__Source excerpt__.
********************
Following their explanation of the derivatives rules in Canada, they provide an example of someone buying gold from an online platform in a way that hasn't to-date been considered a securities transaction:

"The meaning of “delivery” for crypto assets is an area which needs further explanation. This is best illustrated by comparing a crypto asset (like bitcoin) to a traditional commodity (like gold). If a client buys gold from an online platform, and that gold is:

• delivered (within a reasonable time frame) to a client approved vault;

• the client has first rights (and legal title) to the specific quantity of gold he/she just purchased

which is now being held in that vault;

• (and further evidence of legal title is demonstrated by segregation of the client’s gold from the

firm’s own assets and routine third-party audits of the vault to ensure physical existence of such gold),

then the gold has met the delivery requirement such that it is clearly a commodity and securities legislation does not apply."

Bitvo

Bitvo is a Canadian crypto exchange based out of Alberta. Bitvo's comment explains why cryptocurrency exchanges (everywhere) don't do immediate delivery to external wallets as the only, or even the default, choice, but they do always have a way of withdrawing if users would like to (and when they would like to):

"By requiring actual delivery of crypto assets on completion of each trade without the off-chain option, this would create logistical challenges, timing delays and increased costs as it relates to cryptocurrency-to-cryptocurrency trades as there may be discrepancies in timing of verification on the respective distributed ledger protocol underlying such transfer and the settlement of such transaction. ...
********************
__Exercise requirements__. In the crypto delivery excerpt, condense the paragraph that starts "Bitvo is a Canadian crypto exchange" into a short bulleted list that keeps its main facts. Rely solely on the text.

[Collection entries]
********************
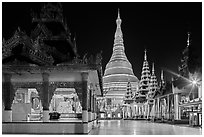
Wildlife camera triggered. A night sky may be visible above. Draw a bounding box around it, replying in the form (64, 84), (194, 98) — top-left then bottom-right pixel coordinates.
(2, 2), (202, 82)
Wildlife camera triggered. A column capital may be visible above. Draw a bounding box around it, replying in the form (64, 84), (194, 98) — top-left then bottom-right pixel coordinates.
(81, 72), (88, 81)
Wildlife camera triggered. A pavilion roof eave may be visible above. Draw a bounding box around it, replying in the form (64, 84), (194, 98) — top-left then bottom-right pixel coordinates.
(2, 64), (98, 74)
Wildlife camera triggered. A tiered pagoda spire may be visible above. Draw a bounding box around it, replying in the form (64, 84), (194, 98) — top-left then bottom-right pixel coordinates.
(178, 32), (191, 78)
(147, 63), (159, 100)
(136, 49), (150, 102)
(103, 10), (138, 105)
(125, 82), (134, 100)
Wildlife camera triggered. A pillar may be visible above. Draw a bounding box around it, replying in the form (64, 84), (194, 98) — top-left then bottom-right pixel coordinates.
(167, 94), (170, 119)
(174, 93), (180, 120)
(41, 73), (50, 122)
(198, 84), (202, 98)
(157, 98), (160, 118)
(2, 73), (14, 122)
(81, 72), (88, 122)
(87, 87), (92, 122)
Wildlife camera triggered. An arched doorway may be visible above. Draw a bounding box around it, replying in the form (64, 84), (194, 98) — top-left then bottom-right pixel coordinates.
(12, 88), (42, 122)
(49, 88), (82, 120)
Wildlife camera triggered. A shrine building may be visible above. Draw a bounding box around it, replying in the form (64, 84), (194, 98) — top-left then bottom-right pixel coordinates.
(2, 3), (103, 134)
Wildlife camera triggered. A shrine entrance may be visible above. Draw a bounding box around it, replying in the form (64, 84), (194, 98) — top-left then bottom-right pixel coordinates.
(12, 88), (42, 122)
(49, 88), (82, 121)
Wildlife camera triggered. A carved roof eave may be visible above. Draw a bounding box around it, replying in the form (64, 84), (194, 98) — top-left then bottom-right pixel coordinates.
(2, 32), (54, 65)
(2, 64), (99, 74)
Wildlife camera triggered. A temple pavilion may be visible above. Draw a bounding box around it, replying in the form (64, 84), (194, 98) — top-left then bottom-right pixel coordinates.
********************
__Exercise response__.
- Bitvo is a Canadian crypto exchange based in Alberta.
- Its comment explains why cryptocurrency exchanges everywhere do not make immediate delivery to external wallets the only or the default choice.
- Exchanges always offer a way for users to withdraw, whenever they want to.